• What the task asks:
Copy out the lines below that hold the word "front".
━━━━━━━━
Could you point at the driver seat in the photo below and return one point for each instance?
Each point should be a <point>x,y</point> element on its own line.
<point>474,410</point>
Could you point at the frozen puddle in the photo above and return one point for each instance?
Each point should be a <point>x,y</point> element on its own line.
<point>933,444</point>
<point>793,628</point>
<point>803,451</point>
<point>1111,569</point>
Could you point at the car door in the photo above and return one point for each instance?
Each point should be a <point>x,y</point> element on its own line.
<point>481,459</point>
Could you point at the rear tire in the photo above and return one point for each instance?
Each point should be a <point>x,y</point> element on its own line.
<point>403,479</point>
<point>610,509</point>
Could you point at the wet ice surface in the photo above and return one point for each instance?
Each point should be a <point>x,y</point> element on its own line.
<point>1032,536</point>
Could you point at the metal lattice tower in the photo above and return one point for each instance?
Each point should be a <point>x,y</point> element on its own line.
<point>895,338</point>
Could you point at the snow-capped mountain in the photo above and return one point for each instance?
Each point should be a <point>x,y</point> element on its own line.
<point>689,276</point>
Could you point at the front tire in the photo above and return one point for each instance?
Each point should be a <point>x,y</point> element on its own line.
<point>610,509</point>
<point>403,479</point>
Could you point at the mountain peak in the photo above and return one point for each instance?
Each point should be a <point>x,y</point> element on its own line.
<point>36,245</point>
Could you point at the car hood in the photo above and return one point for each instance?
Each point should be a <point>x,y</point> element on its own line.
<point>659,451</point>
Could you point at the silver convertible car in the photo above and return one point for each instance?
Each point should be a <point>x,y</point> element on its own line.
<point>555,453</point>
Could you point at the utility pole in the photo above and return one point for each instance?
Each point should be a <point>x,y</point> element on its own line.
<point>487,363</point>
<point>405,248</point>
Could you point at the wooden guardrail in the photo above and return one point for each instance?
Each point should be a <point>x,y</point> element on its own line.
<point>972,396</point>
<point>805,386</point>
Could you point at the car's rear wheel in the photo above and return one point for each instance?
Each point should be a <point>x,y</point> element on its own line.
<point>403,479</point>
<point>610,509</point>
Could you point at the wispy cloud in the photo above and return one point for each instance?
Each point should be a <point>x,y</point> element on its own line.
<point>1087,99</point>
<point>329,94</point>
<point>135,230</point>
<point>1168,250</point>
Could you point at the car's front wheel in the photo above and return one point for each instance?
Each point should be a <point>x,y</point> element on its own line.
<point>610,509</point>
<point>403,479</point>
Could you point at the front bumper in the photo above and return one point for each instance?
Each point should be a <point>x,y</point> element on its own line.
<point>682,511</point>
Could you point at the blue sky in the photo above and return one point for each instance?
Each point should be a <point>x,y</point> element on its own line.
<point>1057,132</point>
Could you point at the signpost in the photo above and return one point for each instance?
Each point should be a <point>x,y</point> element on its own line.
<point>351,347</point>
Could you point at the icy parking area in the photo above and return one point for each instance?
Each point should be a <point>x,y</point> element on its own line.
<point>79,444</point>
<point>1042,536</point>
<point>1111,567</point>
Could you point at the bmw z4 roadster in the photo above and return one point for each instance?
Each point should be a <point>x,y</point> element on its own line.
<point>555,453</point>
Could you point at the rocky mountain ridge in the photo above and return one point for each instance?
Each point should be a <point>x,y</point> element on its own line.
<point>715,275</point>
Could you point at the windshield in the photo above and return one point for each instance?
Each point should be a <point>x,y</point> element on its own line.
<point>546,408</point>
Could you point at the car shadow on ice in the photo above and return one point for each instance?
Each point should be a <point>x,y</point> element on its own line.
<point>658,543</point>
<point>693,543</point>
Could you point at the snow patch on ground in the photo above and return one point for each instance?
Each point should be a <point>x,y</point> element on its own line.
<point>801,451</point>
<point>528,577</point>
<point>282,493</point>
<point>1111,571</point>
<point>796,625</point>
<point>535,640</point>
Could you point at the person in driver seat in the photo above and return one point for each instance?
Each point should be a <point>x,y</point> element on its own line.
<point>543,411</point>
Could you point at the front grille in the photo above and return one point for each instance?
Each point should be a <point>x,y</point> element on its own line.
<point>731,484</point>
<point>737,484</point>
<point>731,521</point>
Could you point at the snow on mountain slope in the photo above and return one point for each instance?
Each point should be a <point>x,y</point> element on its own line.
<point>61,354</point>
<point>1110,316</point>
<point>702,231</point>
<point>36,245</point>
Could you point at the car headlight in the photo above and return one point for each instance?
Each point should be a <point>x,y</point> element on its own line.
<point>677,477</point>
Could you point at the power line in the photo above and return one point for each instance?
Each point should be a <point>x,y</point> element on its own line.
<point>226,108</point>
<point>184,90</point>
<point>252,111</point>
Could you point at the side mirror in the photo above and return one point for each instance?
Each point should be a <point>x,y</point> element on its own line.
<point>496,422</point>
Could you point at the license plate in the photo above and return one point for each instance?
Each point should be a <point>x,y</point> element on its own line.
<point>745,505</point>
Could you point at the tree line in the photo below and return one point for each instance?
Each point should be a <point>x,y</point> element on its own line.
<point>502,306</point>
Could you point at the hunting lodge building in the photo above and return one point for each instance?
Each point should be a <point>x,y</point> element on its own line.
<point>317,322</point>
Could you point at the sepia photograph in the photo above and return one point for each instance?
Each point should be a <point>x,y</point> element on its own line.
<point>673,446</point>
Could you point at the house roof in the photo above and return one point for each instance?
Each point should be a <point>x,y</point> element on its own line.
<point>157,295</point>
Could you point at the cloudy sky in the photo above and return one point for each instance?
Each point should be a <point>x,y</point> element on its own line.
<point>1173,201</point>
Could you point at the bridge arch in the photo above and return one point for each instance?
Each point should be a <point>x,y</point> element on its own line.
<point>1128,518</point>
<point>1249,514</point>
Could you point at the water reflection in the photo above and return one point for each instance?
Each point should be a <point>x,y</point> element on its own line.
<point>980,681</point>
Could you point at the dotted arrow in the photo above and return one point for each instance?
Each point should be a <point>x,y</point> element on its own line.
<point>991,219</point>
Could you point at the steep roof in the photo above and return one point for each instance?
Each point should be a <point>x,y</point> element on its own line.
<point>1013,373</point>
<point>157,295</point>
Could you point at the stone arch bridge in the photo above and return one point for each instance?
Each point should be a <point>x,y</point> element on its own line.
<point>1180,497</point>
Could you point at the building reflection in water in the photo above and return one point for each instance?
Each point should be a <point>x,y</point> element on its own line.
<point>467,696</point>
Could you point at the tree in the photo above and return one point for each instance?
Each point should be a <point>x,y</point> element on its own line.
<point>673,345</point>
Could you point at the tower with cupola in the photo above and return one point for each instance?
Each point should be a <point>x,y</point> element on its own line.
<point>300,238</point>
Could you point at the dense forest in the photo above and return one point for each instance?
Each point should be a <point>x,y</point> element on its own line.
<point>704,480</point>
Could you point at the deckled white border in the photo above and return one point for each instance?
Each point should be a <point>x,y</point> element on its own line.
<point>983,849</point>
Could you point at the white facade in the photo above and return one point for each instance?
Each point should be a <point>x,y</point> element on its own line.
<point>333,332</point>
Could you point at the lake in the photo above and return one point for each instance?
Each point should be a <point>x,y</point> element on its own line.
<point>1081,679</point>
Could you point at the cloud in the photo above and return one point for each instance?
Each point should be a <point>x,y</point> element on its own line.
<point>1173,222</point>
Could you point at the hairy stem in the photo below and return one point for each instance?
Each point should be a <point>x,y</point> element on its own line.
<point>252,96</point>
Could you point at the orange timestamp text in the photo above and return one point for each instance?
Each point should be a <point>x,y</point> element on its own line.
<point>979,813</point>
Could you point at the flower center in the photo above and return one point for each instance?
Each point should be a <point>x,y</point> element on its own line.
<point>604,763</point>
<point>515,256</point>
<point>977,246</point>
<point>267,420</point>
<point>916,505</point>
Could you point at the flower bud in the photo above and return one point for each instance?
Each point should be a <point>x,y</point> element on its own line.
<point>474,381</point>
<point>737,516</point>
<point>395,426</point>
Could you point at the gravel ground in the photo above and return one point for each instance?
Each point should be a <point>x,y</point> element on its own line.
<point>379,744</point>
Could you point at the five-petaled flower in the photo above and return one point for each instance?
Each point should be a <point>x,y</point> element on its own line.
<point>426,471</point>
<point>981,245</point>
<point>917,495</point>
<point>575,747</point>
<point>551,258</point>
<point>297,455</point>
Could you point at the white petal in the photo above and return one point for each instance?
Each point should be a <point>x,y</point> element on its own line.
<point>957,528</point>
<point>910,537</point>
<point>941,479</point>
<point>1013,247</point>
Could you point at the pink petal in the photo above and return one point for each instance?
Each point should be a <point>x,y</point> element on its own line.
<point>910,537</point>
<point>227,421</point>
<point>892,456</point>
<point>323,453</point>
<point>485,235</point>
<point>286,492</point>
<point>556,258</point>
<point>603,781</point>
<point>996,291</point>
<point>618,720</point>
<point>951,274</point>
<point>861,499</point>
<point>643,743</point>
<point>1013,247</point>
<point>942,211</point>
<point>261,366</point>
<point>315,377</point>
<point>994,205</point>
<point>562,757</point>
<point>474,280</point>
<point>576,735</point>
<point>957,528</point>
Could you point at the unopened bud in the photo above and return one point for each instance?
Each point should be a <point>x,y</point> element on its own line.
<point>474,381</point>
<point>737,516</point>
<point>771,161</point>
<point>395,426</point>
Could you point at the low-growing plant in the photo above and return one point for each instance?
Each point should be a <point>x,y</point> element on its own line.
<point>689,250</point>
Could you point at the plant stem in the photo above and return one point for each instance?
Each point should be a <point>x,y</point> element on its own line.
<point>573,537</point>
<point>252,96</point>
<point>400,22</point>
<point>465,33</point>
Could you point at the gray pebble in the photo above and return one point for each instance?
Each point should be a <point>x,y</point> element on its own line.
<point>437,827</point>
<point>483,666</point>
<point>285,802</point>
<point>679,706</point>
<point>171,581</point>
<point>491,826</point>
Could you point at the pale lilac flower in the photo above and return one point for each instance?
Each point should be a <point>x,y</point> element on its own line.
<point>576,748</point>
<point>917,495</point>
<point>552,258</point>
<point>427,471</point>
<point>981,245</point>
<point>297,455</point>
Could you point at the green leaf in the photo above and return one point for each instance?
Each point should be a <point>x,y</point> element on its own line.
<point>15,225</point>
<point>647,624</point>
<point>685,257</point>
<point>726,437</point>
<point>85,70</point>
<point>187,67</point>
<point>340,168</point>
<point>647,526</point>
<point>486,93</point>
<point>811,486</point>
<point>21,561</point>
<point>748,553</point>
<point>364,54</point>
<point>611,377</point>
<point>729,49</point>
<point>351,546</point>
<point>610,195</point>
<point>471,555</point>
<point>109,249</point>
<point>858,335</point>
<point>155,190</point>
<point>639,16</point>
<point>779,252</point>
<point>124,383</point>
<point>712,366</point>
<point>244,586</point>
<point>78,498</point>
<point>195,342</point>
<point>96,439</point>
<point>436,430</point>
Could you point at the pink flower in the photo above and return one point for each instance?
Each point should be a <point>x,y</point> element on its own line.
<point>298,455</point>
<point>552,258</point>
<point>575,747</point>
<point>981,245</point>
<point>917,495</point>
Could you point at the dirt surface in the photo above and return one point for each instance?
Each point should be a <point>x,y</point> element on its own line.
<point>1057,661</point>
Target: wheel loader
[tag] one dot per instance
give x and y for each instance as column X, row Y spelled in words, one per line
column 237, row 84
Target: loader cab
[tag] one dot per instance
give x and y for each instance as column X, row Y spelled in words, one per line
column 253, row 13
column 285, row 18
━━━━━━━━
• Final answer:
Could you point at the front tire in the photo above and return one point for each instance?
Could you point at the car's front wheel in the photo above and return one point for each instance?
Could you point at the front bumper in the photo above and return one point for each instance?
Could you point at the front grille in the photo above and return one point for each instance?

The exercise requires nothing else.